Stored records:
--
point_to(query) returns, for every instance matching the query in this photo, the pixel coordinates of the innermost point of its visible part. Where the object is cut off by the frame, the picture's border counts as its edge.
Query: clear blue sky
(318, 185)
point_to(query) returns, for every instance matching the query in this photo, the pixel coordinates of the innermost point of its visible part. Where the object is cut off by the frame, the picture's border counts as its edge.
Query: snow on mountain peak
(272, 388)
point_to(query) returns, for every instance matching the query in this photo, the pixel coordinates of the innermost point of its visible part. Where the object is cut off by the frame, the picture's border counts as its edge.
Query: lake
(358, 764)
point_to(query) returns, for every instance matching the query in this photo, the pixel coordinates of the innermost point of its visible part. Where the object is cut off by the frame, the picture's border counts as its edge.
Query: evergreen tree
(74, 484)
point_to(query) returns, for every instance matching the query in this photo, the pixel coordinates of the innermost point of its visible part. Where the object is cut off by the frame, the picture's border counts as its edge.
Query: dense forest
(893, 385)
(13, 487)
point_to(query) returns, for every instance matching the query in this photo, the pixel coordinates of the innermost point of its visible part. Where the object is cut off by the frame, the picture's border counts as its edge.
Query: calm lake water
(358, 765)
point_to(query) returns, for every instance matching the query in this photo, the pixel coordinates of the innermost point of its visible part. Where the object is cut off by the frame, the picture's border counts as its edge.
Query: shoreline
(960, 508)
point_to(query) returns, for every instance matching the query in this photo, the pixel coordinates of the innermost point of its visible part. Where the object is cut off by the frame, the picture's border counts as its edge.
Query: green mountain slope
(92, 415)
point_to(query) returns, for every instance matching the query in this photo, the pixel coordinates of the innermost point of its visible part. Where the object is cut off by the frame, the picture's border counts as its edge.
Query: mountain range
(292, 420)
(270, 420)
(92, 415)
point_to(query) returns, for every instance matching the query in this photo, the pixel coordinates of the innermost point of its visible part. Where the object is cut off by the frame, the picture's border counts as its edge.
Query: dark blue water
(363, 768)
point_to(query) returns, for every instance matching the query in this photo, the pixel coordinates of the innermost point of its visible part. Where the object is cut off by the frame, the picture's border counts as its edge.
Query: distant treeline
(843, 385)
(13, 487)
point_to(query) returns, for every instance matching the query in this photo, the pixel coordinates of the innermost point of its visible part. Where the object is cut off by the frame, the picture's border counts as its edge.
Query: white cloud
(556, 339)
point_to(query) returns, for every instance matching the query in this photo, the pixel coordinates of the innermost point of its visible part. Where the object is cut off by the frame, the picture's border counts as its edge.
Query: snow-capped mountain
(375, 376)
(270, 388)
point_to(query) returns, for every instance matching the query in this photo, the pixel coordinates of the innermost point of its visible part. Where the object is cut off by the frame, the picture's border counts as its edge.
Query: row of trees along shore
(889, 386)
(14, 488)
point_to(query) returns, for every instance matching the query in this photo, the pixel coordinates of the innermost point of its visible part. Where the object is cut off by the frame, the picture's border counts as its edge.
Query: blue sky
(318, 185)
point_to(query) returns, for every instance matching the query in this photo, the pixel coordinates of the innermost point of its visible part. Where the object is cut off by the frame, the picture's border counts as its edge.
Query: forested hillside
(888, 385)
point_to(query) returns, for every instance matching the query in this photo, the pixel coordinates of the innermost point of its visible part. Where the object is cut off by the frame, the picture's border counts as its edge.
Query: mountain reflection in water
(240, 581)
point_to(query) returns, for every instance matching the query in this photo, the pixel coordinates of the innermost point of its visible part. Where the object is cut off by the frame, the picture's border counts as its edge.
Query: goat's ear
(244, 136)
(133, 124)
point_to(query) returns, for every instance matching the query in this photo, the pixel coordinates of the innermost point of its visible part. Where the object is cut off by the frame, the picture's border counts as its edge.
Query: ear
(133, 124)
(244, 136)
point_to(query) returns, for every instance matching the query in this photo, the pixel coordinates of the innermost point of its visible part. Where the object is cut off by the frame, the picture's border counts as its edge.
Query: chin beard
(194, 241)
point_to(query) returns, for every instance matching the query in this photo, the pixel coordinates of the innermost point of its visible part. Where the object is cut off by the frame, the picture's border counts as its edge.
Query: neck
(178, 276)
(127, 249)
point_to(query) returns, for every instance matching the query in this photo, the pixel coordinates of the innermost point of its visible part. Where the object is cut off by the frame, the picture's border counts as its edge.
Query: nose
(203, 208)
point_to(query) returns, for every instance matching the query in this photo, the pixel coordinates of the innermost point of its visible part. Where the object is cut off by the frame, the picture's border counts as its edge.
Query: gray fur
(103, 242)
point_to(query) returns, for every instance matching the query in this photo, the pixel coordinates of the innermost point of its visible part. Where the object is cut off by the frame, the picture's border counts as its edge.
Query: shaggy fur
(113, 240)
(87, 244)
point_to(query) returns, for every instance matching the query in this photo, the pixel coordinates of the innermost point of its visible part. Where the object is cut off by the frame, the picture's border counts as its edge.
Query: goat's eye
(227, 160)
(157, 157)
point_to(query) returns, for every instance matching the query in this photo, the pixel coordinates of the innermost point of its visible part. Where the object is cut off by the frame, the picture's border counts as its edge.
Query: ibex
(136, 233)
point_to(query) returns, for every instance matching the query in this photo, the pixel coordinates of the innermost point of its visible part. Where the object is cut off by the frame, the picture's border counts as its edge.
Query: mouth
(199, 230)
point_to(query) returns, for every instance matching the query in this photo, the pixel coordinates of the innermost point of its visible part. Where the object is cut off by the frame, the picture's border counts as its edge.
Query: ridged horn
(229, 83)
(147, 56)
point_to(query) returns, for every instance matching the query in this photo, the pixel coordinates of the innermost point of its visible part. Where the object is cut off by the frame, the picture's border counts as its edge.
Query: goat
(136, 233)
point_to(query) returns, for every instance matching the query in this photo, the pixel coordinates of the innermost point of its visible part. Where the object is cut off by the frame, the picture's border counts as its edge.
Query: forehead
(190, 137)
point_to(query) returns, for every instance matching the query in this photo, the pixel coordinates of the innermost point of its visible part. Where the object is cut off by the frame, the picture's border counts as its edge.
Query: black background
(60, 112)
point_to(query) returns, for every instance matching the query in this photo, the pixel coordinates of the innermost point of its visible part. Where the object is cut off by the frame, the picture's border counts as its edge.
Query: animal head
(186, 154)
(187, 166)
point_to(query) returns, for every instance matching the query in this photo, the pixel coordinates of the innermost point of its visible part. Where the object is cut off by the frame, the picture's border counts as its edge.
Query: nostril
--
■ Directions for this task
Output all of the records above exactly as they appear.

■ Answer area
point_to(query) returns, for every instance matching the query in this photo, the pixel coordinates of the innermost point of its visible part. Where the object is cut off by the frame, the picture's border counts as its edge.
Query: clear blue sky
(318, 185)
point_to(query) returns, for every instance matching the query in this photo, the pixel coordinates of the innermost point of its visible part. Where the object is cut off by the frame, the picture's border counts as its edge.
Query: snow on mountain peak
(272, 388)
point_to(query) returns, for every instance matching the query in this photo, the pixel coordinates of the innermost point of its visible part. Where the object is cut off by the frame, the picture's border counts as its edge.
Query: lake
(358, 764)
point_to(query) returns, for every instance matching the query in this photo, the pixel coordinates of the innermost point of its visible part. Where the object is cut off by the frame, the picture's border counts as its edge.
Query: evergreen tree
(74, 484)
point_to(query) returns, for every instance matching the query in this photo, the pixel coordinates of the innermost point of its visible part. Where the object is cut off by the frame, the picture's border counts as its edge.
Query: dense forest
(893, 385)
(13, 487)
point_to(query) returns, for every instance matching the query in this photo, the pixel coordinates of the innermost point of its visible part. Where the object is cut off by the frame, the picture's border counts as its edge.
Query: calm lake water
(358, 765)
point_to(query) returns, for every instance matching the query in this photo, the pixel coordinates of the innermost point of its visible part. Where the object is cut off by the frame, the picture's border counts as its edge.
Query: shoreline
(960, 508)
point_to(query) returns, for every instance matching the query in this photo, the pixel coordinates of the innermost point of its visible part. Where the object is cut off by the frame, the picture's border counts as its edge.
Query: green mountain slope
(92, 415)
point_to(query) returns, for every instance matching the query in this photo, the pixel coordinates of the innermost point of its visible part. Where the object is cut off by the frame, the picture's border counts as its edge.
Query: mountain range
(292, 420)
(270, 420)
(92, 415)
point_to(query) returns, for every instance matching the query in this photo, the pixel coordinates of the innermost point of its visible part. Where the object is cut off by the frame, the picture's border counts as its edge.
Query: dark blue water
(363, 768)
point_to(query) returns, for every instance matching the query in this photo, the pixel coordinates of the innermost point of its visible part. Where the object is cut off by the frame, the picture's border counts as its edge.
Query: distant treeline
(843, 385)
(13, 487)
point_to(query) returns, for every instance matching the query in this photo, the pixel coordinates of the innermost point of its visible part. Where the object is cut off by the frame, the picture's border counts as its edge.
Query: white cloud
(556, 339)
point_to(query) returns, for every instance matching the query in this photo, the pixel coordinates of the innermost point of its visible part. Where the object is cut off by the frame, the picture's border counts as its edge.
Query: snow-capped mountain
(375, 376)
(270, 388)
point_to(query) returns, for every instance matching the query in this photo, the pixel coordinates of the innermost point of its visible part. Where the object is cut off by the frame, the picture's border counts as its edge.
Query: row of trees along shore
(889, 386)
(14, 488)
point_to(query) returns, for every instance matching the query in this photo, the pixel coordinates of the innermost point of its visible part. Where the object is cut off by the frame, the picture's border counts as its edge.
Query: blue sky
(318, 185)
point_to(query) returns, for every instance matching the query in this photo, the pixel coordinates of the innermost point of its visible part. Where the object is cut off by the frame, the picture's border counts as its edge.
Query: forested hillside
(888, 385)
point_to(query) returns, for every instance matching the query in this photo, the pixel coordinates of the innermost point of its visible part. Where the object is cut off by the frame, the picture's border counts as its edge.
Query: mountain reflection in water
(240, 581)
point_to(query) returns, for every instance matching the query in this photo, the pixel coordinates of the innermost point of its visible part. Where the object is cut off by the frame, the picture's border counts as its edge.
Query: goat's ear
(244, 136)
(133, 124)
point_to(query) returns, for every instance matching the query in this photo, the pixel coordinates of the innermost point of its visible part. Where the object is cut off by the frame, the picture's border counts as its edge.
Query: ear
(133, 124)
(244, 136)
point_to(query) returns, for every instance matching the query in this photo, the pixel coordinates of the innermost point of its visible part. Where the object is cut off by the frame, the picture's border counts as its edge.
Query: chin beard
(194, 241)
point_to(query) returns, for every instance matching the query in this photo, the pixel coordinates of the innermost point of its visible part. Where the object is cut off by the frame, the picture's border counts as its edge.
Query: neck
(178, 276)
(127, 249)
point_to(query) returns, for every instance matching the query in this photo, the pixel coordinates of the innermost point of its visible part. Where the object is cut off by the frame, the picture's border counts as its edge.
Query: nose
(203, 208)
point_to(query) returns, for every instance matching the query in this photo, the pixel coordinates of the innermost point of its visible part. Where the object is cut off by the frame, the picture's border counts as its edge.
Query: gray fur
(103, 242)
point_to(query) returns, for every instance matching the query in this photo, the pixel coordinates of the innermost point of its visible part. Where the object is cut off by the frame, the picture's border counts as its edge.
Query: shaggy fur
(113, 240)
(87, 244)
point_to(query) returns, for every instance matching the query in this photo, the pixel coordinates of the innermost point of its visible part. Where the object is cut off by the frame, the picture's border counts as its edge.
Query: goat's eye
(227, 160)
(157, 157)
point_to(query) returns, for every instance matching the query in this photo, the pixel coordinates of the innermost point of its visible part. Where the object is cut off by the frame, the picture's border counts as its edge.
Query: ibex
(136, 233)
point_to(query) returns, for every instance matching the query in this photo, the pixel coordinates of the innermost point of its visible part. Where the object is cut off by the frame, the picture's border counts as its edge.
Query: mouth
(199, 230)
point_to(query) returns, for every instance matching the query in this photo, the pixel coordinates of the innermost point of its visible part. Where the object is cut off by the frame, the picture's border counts as its edge.
Query: ridged horn
(229, 83)
(147, 56)
point_to(query) returns, for every instance matching the query in this photo, the pixel coordinates of the innermost point of its visible part. Where the object is cut off by the frame, the picture's border counts as its edge.
Query: goat
(136, 233)
point_to(query) returns, for every instance matching the query in this photo, the pixel coordinates of the innermost point of its visible part. Where the object is cut off by the frame, the picture's border counts as its edge.
Query: forehead
(190, 137)
point_to(query) returns, for every instance matching the query in this photo, the pixel coordinates of the innermost point of its visible part. Where the object is cut off by the frame, the picture's border counts as its edge.
Query: black background
(60, 112)
point_to(query) returns, for every instance matching the query in this photo, the pixel coordinates of the innermost point of its visible part. Where the object is cut off by the frame, the picture's border counts as its edge.
Query: animal head
(186, 154)
(187, 166)
point_to(query) returns, for every instance matching the query in this photo, the pixel coordinates of the innermost point of its visible part. Where the object is cut off by the frame, the picture's border counts as its edge.
Query: nostril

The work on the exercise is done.